'''
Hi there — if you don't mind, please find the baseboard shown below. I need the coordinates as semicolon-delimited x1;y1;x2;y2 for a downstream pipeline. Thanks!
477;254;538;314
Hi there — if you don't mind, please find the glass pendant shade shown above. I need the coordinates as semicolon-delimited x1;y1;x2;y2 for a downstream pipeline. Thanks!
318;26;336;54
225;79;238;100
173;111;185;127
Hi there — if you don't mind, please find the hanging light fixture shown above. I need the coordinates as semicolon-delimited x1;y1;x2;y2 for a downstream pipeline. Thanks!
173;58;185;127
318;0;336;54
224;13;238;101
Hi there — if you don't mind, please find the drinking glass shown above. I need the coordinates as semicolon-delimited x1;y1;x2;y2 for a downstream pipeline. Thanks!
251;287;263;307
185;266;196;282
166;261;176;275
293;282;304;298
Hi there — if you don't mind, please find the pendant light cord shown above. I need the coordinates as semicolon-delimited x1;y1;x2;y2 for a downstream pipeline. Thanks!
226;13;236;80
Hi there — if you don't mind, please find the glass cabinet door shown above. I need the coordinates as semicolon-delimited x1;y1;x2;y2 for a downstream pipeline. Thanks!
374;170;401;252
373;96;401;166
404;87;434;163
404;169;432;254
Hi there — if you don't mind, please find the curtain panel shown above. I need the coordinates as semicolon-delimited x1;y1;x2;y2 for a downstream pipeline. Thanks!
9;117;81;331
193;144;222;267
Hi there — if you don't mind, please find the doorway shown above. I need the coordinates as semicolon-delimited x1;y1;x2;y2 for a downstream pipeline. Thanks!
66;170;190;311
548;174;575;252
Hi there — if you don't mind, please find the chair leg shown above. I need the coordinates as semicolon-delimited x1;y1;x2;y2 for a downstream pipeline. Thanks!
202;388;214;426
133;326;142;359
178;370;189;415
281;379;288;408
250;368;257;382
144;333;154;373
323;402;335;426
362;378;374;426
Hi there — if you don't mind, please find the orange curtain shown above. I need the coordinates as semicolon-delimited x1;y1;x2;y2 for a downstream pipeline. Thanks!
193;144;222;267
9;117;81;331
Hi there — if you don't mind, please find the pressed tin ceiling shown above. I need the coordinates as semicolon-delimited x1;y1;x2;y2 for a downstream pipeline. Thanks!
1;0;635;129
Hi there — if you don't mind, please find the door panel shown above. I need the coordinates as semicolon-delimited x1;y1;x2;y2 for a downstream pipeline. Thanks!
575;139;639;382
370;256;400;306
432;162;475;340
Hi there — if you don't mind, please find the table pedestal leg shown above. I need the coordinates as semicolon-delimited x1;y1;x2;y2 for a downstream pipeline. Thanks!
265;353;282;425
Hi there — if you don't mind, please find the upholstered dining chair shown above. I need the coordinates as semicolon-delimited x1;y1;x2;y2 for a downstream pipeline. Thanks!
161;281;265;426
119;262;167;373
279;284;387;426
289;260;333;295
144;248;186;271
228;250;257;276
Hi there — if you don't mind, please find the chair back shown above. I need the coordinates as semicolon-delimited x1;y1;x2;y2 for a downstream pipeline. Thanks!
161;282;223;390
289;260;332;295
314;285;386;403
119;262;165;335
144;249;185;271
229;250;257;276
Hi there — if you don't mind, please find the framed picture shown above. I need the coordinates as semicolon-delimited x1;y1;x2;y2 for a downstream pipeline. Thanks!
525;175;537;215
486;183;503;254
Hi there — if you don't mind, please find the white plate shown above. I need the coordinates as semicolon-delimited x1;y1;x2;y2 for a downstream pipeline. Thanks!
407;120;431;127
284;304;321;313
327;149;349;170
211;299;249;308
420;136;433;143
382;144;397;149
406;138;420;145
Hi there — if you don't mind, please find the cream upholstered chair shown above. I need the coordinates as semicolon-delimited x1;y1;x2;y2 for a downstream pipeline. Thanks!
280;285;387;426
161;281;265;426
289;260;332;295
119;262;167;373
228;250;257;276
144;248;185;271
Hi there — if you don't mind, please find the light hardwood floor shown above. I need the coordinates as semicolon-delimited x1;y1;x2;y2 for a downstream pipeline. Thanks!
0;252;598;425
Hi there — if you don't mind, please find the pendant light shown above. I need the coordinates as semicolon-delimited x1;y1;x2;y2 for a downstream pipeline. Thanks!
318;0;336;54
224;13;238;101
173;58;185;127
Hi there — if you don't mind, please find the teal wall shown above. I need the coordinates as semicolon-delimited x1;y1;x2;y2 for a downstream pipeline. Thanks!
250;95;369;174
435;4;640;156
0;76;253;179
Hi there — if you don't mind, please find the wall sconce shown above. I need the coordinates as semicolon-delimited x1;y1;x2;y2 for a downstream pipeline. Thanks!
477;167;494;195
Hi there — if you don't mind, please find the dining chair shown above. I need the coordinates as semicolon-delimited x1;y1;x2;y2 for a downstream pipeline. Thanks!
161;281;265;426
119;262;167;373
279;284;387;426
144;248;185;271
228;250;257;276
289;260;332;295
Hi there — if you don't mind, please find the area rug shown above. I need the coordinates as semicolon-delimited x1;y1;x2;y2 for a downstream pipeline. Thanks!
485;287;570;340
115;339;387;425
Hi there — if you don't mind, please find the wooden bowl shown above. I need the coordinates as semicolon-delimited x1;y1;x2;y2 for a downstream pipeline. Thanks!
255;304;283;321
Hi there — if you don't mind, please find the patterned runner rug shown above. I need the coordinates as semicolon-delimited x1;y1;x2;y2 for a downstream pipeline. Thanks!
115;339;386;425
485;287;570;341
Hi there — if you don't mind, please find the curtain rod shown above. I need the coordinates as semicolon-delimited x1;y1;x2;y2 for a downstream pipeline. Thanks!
'''
Reproduce the records above in full, without altering a single character.

### Exercise response
Hi there — if you don't mind, please find the baseboard shown below. I need the coordinates as semicolon-delimited x1;y1;x2;y2 for a downstream pipeline. Thanks!
477;254;538;314
Hi there — if you don't mind, please find the glass pendant shade shown above. I need the coordinates as semicolon-delimited x1;y1;x2;y2 for a downstream pipeline. Thanks!
318;26;336;54
225;79;238;100
173;111;185;127
Hi there — if you don't mind, please find the hanging light fixture shown above. I need the coordinates as semicolon-delimited x1;y1;x2;y2 for a downstream pipeline. Thanks!
173;58;185;127
318;0;336;54
224;13;238;101
Hi there — if you don't mind, please find the drinking glass shown above. I need the coordinates as semicolon-delimited x1;y1;x2;y2 for a downstream pipeline. Thanks!
251;287;263;307
185;266;196;282
166;261;176;275
293;282;304;298
Hi there — if you don't mind, please find the pendant light cord shown above. I need the coordinates as semicolon-delimited x1;y1;x2;y2 for a downstream pipeline. Thanks!
226;13;236;80
Hi there — if you don't mind, please find the glass cabinet door shown above. I need the coordinates as semicolon-delimited x1;y1;x2;y2 for a downstream pipeline. Thanks!
374;170;401;252
373;96;401;166
404;87;434;163
404;169;432;254
Hi there — if you don't mind, please find the curtain panel shown above. I need the coordinates as semicolon-delimited x1;y1;x2;y2 for a downstream pipeline. Thanks!
9;117;81;331
193;144;222;267
Hi there — if you don't mind, please find the doorway shown above. I need the coordinates as semicolon-delimited x1;y1;x2;y2 for a downstream pipeline. Thanks!
66;170;190;311
548;174;575;252
Hi there — if you don't mind, please find the chair leg shown above. I need the coordinates as semicolon-delimited x1;y1;x2;y2 for a downstream pipeline. Thanks!
202;388;214;426
133;326;142;359
178;370;189;415
281;379;288;408
250;368;257;382
144;333;154;373
323;402;335;426
362;378;374;426
Hi there — if you don't mind, please find the orange curtain shown above. I need the coordinates as semicolon-delimited x1;y1;x2;y2 for a downstream pipeline. Thanks!
193;144;222;267
9;117;81;331
Hi there — if you don't mind, please find the pressed tin ceiling shown above. I need the coordinates as semicolon-delimited x1;y1;x2;y2 for a downstream pipeline. Thanks!
1;0;635;129
Hi there — if you don't mind, please find the door panel shown above. I need the coordinates as semicolon-delimited x1;y1;x2;y2 for a downstream pipeline. Thanks!
575;139;639;382
370;256;400;306
432;162;475;340
Hi there — if you don't mind, please find the table pedestal leg shown above. I need the coordinates as semicolon-delimited x1;y1;x2;y2 for a downstream pipeline. Thanks!
265;353;282;425
Hi there — if you don't mind, please find the upholstered dining chair shown above. I need the coordinates as semicolon-delimited x1;y1;x2;y2 for a downstream pipeline. Thanks!
161;281;265;426
119;262;167;373
279;284;387;426
289;260;333;295
144;248;186;271
228;250;257;276
Hi there — if you don't mind, please find the chair back shown above. I need the coordinates as semicolon-delimited x1;y1;x2;y2 for a downstream pipeline. Thanks!
161;282;223;390
289;260;332;295
314;285;386;403
119;262;165;335
144;249;185;271
229;250;257;276
Hi there — if you don't mind, please find the framed picture shown above. I need the coordinates as semicolon-delimited x1;y1;x2;y2 for a downstream pipeline. Thanks!
525;175;537;215
486;183;503;254
Hi there — if you don't mind, please find the white plate shown above. I need the coordinates as semicolon-delimited x1;y1;x2;y2 for a downstream pipeline. Thanks!
407;120;431;127
284;304;321;313
327;149;349;170
211;299;249;308
420;136;433;143
382;144;397;149
406;138;420;145
Hi there — if you don't mind, please find the cream upholstered chair shown above. I need the coordinates as semicolon-delimited x1;y1;x2;y2 for a downstream pipeline. Thanks!
280;285;387;426
161;281;265;426
289;260;332;295
119;262;167;373
228;250;257;276
144;248;185;271
Hi there — if you don't mind, please find the light hardwood floor shown above. I need the coordinates as semicolon-delimited x1;y1;x2;y2 for a downstream pipeline. Thanks!
0;252;598;425
Hi there — if you don't mind, please find the pendant light shown above. I need the coordinates as semicolon-delimited x1;y1;x2;y2 for a downstream pipeline. Thanks!
318;0;336;54
224;13;238;101
173;58;185;127
Hi there — if you don't mind, please find the teal wall shown above. I need the coordinates as semicolon-delimited x1;y1;x2;y2 for a downstream pipeline. Thanks!
250;95;369;174
435;4;640;156
0;76;253;179
Hi there — if you don't mind, please find the wall sconce shown above. I need the coordinates as semicolon-delimited x1;y1;x2;y2 for a downstream pipeline. Thanks!
477;167;494;195
Hi there — if you don't mind, please find the dining chair shown above. I need the coordinates as semicolon-delimited x1;y1;x2;y2 for a downstream pipeline. Thanks!
161;281;265;426
119;262;167;373
279;284;387;426
144;248;185;271
228;250;257;276
289;260;332;295
Hi there — if you don't mind, please find the area rug shown above. I need the coordinates as semicolon-delimited x1;y1;x2;y2 for a downstream pipeline. Thanks!
485;287;570;340
115;339;387;425
Hi there — if you don't mind, please find the wooden bowl shown above. I need the coordinates as semicolon-delimited x1;y1;x2;y2 for a downstream pipeline. Thanks!
255;304;283;321
Hi there — if you don't mind, please find the patterned runner rug shown above. I need the coordinates as semicolon-delimited x1;y1;x2;y2 for a downstream pipeline. Thanks!
115;339;386;425
485;287;570;341
Hi there — if you don't mind, please find the curtain rod shown above. I need the coordinates as semicolon-delimited x1;y1;x2;y2 for a downstream pipeline. Thanks!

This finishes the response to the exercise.